Labeled-object pointing entries:
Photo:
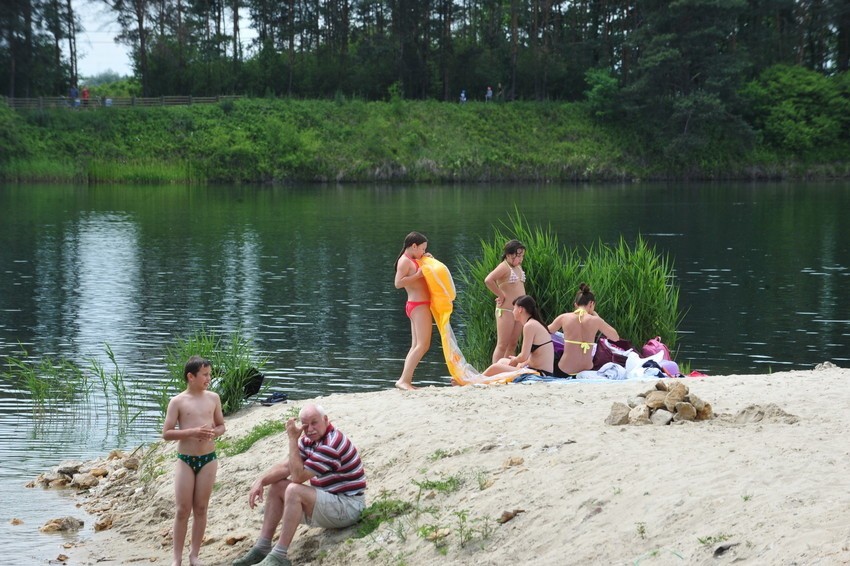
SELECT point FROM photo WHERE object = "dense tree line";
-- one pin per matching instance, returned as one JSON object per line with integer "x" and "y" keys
{"x": 535, "y": 49}
{"x": 696, "y": 76}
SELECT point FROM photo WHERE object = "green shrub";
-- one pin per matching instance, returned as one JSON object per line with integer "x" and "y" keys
{"x": 634, "y": 287}
{"x": 796, "y": 109}
{"x": 233, "y": 361}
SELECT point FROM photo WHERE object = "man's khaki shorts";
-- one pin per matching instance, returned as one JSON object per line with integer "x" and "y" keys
{"x": 336, "y": 511}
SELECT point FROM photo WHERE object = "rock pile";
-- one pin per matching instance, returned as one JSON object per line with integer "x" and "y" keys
{"x": 669, "y": 401}
{"x": 113, "y": 475}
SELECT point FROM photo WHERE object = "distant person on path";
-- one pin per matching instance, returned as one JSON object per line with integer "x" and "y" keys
{"x": 507, "y": 282}
{"x": 580, "y": 328}
{"x": 409, "y": 276}
{"x": 334, "y": 499}
{"x": 538, "y": 352}
{"x": 194, "y": 419}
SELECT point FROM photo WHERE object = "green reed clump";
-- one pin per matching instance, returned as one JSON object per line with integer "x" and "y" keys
{"x": 634, "y": 286}
{"x": 112, "y": 384}
{"x": 553, "y": 270}
{"x": 48, "y": 382}
{"x": 234, "y": 363}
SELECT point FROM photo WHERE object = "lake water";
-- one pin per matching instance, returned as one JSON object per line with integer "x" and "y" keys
{"x": 307, "y": 273}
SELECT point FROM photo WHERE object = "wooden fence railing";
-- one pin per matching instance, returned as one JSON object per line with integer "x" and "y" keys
{"x": 43, "y": 102}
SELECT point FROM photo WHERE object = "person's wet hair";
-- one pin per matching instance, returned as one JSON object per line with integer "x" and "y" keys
{"x": 530, "y": 305}
{"x": 584, "y": 295}
{"x": 512, "y": 247}
{"x": 409, "y": 240}
{"x": 194, "y": 365}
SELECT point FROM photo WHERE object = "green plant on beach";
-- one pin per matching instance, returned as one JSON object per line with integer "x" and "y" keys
{"x": 634, "y": 285}
{"x": 233, "y": 360}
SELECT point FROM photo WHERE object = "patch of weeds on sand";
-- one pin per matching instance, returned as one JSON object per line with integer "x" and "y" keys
{"x": 713, "y": 539}
{"x": 448, "y": 484}
{"x": 232, "y": 447}
{"x": 483, "y": 481}
{"x": 382, "y": 510}
{"x": 437, "y": 534}
{"x": 438, "y": 454}
{"x": 655, "y": 553}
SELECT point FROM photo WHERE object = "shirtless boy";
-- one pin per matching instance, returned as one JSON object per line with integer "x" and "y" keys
{"x": 194, "y": 419}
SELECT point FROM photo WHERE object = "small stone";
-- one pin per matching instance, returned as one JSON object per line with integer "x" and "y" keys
{"x": 61, "y": 524}
{"x": 655, "y": 399}
{"x": 696, "y": 402}
{"x": 684, "y": 412}
{"x": 84, "y": 481}
{"x": 639, "y": 415}
{"x": 69, "y": 468}
{"x": 661, "y": 417}
{"x": 103, "y": 523}
{"x": 619, "y": 414}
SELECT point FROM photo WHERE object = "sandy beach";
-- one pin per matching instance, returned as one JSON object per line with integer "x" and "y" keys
{"x": 764, "y": 482}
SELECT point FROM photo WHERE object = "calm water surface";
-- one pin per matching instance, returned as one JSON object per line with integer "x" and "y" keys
{"x": 307, "y": 273}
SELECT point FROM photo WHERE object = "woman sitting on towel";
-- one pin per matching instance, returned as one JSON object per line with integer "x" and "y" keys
{"x": 538, "y": 353}
{"x": 580, "y": 328}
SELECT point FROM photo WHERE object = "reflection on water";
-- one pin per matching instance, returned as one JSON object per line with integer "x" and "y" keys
{"x": 307, "y": 274}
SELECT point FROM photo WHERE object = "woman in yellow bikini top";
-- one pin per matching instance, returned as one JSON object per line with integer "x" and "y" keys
{"x": 580, "y": 328}
{"x": 507, "y": 282}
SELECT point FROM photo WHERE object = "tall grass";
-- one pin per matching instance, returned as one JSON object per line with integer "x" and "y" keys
{"x": 634, "y": 286}
{"x": 233, "y": 364}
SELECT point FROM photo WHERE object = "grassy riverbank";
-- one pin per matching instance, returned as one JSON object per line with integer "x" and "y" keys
{"x": 273, "y": 141}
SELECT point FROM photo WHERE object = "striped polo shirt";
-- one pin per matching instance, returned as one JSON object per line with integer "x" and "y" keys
{"x": 335, "y": 461}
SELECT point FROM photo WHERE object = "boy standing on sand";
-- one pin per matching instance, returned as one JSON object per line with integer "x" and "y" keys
{"x": 194, "y": 418}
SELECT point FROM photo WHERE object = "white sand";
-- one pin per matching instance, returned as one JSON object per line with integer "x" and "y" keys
{"x": 777, "y": 490}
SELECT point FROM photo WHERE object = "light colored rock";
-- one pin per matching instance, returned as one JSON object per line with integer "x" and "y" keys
{"x": 684, "y": 412}
{"x": 69, "y": 468}
{"x": 696, "y": 402}
{"x": 639, "y": 415}
{"x": 655, "y": 400}
{"x": 705, "y": 413}
{"x": 61, "y": 524}
{"x": 84, "y": 481}
{"x": 619, "y": 414}
{"x": 661, "y": 417}
{"x": 677, "y": 394}
{"x": 103, "y": 523}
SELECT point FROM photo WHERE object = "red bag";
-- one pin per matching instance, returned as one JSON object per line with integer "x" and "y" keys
{"x": 611, "y": 351}
{"x": 653, "y": 346}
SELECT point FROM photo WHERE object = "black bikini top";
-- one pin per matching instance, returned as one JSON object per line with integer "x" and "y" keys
{"x": 535, "y": 346}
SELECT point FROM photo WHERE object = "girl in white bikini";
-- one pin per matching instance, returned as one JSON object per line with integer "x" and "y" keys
{"x": 507, "y": 282}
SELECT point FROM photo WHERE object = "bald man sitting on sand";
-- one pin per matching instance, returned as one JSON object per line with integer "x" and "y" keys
{"x": 333, "y": 499}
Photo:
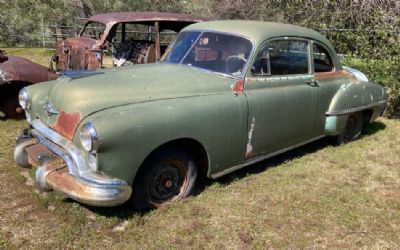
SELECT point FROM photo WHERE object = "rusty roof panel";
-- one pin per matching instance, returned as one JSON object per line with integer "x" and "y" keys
{"x": 144, "y": 17}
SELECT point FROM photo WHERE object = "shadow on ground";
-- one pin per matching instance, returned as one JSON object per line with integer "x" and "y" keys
{"x": 125, "y": 211}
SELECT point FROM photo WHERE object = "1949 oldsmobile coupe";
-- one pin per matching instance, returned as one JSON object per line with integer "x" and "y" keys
{"x": 225, "y": 95}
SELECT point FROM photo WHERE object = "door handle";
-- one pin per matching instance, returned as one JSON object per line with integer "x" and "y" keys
{"x": 312, "y": 82}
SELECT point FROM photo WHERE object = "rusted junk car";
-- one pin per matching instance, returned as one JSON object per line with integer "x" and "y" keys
{"x": 226, "y": 94}
{"x": 131, "y": 38}
{"x": 16, "y": 73}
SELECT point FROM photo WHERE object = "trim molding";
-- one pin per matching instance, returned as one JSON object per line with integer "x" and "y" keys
{"x": 261, "y": 158}
{"x": 352, "y": 110}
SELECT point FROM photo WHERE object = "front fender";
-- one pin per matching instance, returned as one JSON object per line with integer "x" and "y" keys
{"x": 128, "y": 134}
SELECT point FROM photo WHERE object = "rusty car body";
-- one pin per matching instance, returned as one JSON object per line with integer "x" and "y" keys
{"x": 131, "y": 38}
{"x": 16, "y": 73}
{"x": 226, "y": 94}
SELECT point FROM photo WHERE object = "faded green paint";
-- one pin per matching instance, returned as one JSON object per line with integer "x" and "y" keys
{"x": 137, "y": 109}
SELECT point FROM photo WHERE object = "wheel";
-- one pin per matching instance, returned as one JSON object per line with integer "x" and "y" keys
{"x": 352, "y": 131}
{"x": 170, "y": 175}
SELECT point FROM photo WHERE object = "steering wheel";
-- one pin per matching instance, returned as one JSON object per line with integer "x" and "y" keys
{"x": 234, "y": 63}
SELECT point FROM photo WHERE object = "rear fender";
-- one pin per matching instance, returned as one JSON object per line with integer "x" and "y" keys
{"x": 356, "y": 96}
{"x": 18, "y": 69}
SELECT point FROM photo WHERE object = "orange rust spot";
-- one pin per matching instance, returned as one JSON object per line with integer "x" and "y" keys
{"x": 66, "y": 123}
{"x": 238, "y": 86}
{"x": 342, "y": 73}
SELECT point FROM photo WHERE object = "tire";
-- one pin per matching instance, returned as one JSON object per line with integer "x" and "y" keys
{"x": 352, "y": 131}
{"x": 168, "y": 176}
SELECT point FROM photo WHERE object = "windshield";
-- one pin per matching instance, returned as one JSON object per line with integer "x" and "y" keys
{"x": 216, "y": 52}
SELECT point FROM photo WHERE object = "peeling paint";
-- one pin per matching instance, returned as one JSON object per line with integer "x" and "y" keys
{"x": 67, "y": 123}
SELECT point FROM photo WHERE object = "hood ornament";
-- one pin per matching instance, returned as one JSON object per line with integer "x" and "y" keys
{"x": 49, "y": 108}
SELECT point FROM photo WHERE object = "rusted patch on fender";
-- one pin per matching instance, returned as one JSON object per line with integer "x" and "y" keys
{"x": 66, "y": 123}
{"x": 342, "y": 73}
{"x": 238, "y": 87}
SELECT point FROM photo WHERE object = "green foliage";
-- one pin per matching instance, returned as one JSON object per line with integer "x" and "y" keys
{"x": 369, "y": 31}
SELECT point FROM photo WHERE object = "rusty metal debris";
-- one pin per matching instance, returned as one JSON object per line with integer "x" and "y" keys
{"x": 117, "y": 34}
{"x": 16, "y": 73}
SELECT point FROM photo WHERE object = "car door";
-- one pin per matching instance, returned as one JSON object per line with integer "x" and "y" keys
{"x": 281, "y": 97}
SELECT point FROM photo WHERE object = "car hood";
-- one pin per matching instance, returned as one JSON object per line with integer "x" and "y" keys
{"x": 93, "y": 91}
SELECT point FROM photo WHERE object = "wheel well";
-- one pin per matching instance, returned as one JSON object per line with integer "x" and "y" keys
{"x": 196, "y": 148}
{"x": 367, "y": 114}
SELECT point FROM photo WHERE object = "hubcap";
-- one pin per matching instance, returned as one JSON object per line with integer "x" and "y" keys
{"x": 168, "y": 182}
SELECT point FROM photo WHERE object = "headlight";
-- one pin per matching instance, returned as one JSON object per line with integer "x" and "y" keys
{"x": 23, "y": 98}
{"x": 88, "y": 137}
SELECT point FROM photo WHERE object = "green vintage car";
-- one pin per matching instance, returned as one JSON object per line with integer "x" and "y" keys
{"x": 225, "y": 95}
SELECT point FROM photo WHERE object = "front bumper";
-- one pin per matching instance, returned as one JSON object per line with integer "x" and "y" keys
{"x": 61, "y": 167}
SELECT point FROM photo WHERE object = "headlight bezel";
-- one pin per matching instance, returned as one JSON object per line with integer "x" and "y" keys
{"x": 88, "y": 138}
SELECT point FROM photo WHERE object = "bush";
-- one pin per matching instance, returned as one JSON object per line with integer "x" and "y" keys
{"x": 382, "y": 71}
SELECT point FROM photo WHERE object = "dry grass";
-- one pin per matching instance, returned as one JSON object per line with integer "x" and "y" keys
{"x": 316, "y": 196}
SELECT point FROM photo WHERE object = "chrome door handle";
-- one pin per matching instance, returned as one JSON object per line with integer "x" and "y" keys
{"x": 313, "y": 82}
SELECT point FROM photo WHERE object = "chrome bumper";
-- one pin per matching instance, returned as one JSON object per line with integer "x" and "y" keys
{"x": 67, "y": 171}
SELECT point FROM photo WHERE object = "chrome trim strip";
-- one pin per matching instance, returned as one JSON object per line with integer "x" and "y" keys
{"x": 261, "y": 158}
{"x": 352, "y": 110}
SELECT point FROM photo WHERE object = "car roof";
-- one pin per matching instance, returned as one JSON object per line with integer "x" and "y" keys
{"x": 118, "y": 17}
{"x": 258, "y": 31}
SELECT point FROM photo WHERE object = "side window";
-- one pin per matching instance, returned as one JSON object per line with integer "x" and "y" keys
{"x": 286, "y": 57}
{"x": 322, "y": 60}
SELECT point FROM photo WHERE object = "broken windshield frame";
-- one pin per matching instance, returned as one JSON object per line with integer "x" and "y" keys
{"x": 219, "y": 53}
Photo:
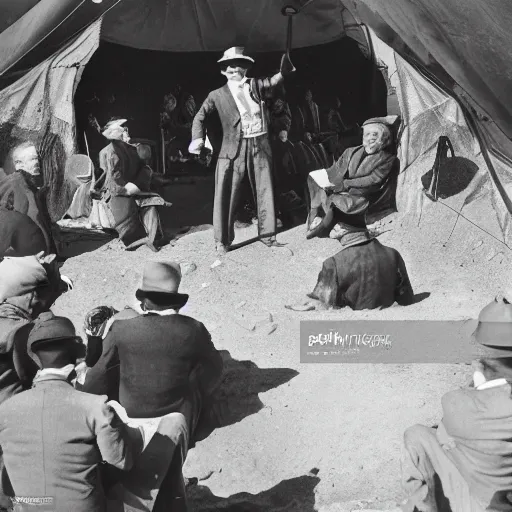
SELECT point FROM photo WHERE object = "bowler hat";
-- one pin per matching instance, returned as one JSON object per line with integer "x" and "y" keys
{"x": 162, "y": 279}
{"x": 235, "y": 53}
{"x": 53, "y": 341}
{"x": 21, "y": 275}
{"x": 388, "y": 121}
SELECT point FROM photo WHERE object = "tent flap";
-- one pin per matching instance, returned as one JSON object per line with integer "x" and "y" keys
{"x": 39, "y": 107}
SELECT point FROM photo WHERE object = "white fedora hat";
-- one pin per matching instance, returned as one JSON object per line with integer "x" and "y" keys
{"x": 111, "y": 125}
{"x": 235, "y": 53}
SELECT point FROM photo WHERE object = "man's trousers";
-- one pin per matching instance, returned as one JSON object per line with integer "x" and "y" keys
{"x": 254, "y": 160}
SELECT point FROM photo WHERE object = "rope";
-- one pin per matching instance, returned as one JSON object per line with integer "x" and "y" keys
{"x": 459, "y": 214}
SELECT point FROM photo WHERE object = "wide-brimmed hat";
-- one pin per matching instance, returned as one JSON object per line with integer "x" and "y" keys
{"x": 53, "y": 341}
{"x": 162, "y": 279}
{"x": 112, "y": 125}
{"x": 235, "y": 53}
{"x": 19, "y": 276}
{"x": 388, "y": 121}
{"x": 494, "y": 329}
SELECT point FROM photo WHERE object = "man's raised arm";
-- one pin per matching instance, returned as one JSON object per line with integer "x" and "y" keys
{"x": 287, "y": 68}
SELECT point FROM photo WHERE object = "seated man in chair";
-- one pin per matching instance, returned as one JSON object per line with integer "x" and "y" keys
{"x": 126, "y": 190}
{"x": 350, "y": 185}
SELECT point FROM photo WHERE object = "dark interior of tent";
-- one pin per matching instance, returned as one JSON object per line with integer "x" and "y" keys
{"x": 124, "y": 82}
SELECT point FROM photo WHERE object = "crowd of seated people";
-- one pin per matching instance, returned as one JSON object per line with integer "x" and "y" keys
{"x": 122, "y": 412}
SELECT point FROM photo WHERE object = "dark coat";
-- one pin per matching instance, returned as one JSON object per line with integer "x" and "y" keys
{"x": 59, "y": 455}
{"x": 18, "y": 194}
{"x": 19, "y": 234}
{"x": 147, "y": 360}
{"x": 16, "y": 368}
{"x": 360, "y": 174}
{"x": 365, "y": 276}
{"x": 221, "y": 101}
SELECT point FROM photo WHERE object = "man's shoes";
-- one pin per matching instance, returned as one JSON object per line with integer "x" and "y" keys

| Stated goal |
Please pull out every line of the entries above that contains the string "handle", matching case exactly.

| Completed task |
SELECT point FROM photo WHERE object = "door handle";
SELECT point FROM photo WHERE object = "chrome door handle";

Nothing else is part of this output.